[QUOTED PASSAGE]
[Begin]

Artist: Harvey Mandel
Title: Wade In The Water
Source: LP: Cristo Redentor
Writer(s): Traditional
Label: Philips
Year: 1968
Harvey Mandel first came to national attention as the guitarist on Stand Back! Here Comes Charlie Musselwhite's South Side Band, one of the first blues albums to be also targeted to rock listeners. One of the standout tracks on the album was Christo Redemptor, which has come to be considered Musselwhite's signature song. Not long after the album was released, Mandel moved to San Francisco, performing regularly at the Matrix club and often jamming with fellow guitarists Elvin Bishop and Jerry Garcia. A chance meeting with local disc jockey Abe "Voco" Kesh led to Mandel's first solo LP, the instrumental Cristo Redentor, released in 1968. The traditional African song Wade In The Water (attributed on the label to James Alexander and Sam Cooke) is often cited as the album's most outstanding track, and led to Mandel being invited to replace Henry Vestine in Canned Heat the following year.

[End]

[EXTRACTED RECORDS]
[Begin]

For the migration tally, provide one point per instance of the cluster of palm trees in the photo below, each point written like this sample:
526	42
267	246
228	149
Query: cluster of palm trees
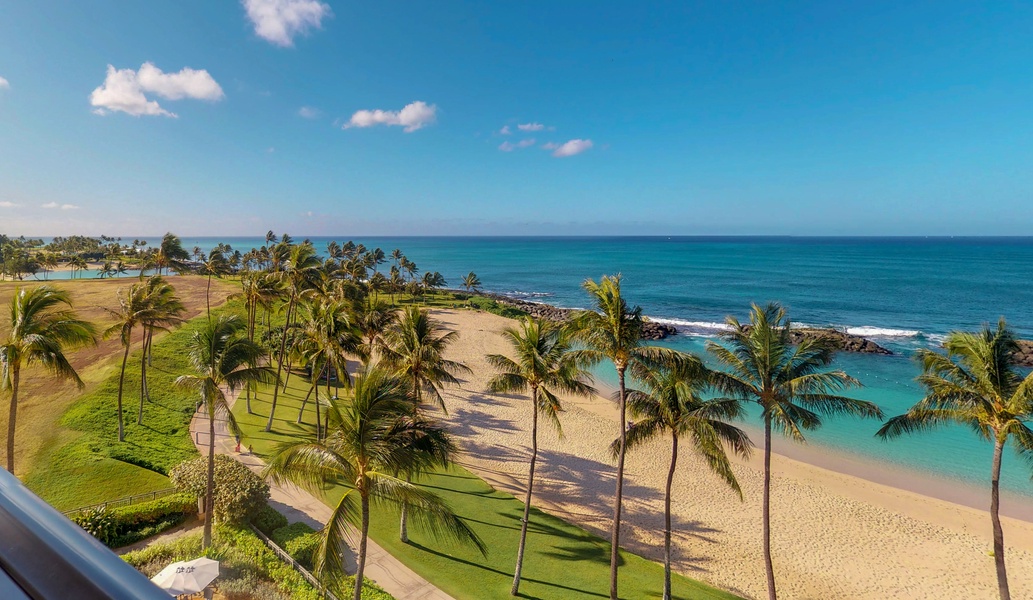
975	383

[End]

[COMPLETE THE FOLLOWING]
[a] According to the Harvey Mandel passage, whom was Mandel invited to replace in Canned Heat?
[b] Reproduce the listing with "cluster" replaced by "group" throughout, leaving everything else unchanged and omitting the pictures.
The listing has no connection to the Harvey Mandel passage.

[RESULTS OF THE EXERCISE]
[a] Henry Vestine

[b]
For the migration tally, provide one point per instance of the group of palm trees in the photo below, each point written like this sample:
526	42
267	246
228	149
Query: group of palm trees
975	383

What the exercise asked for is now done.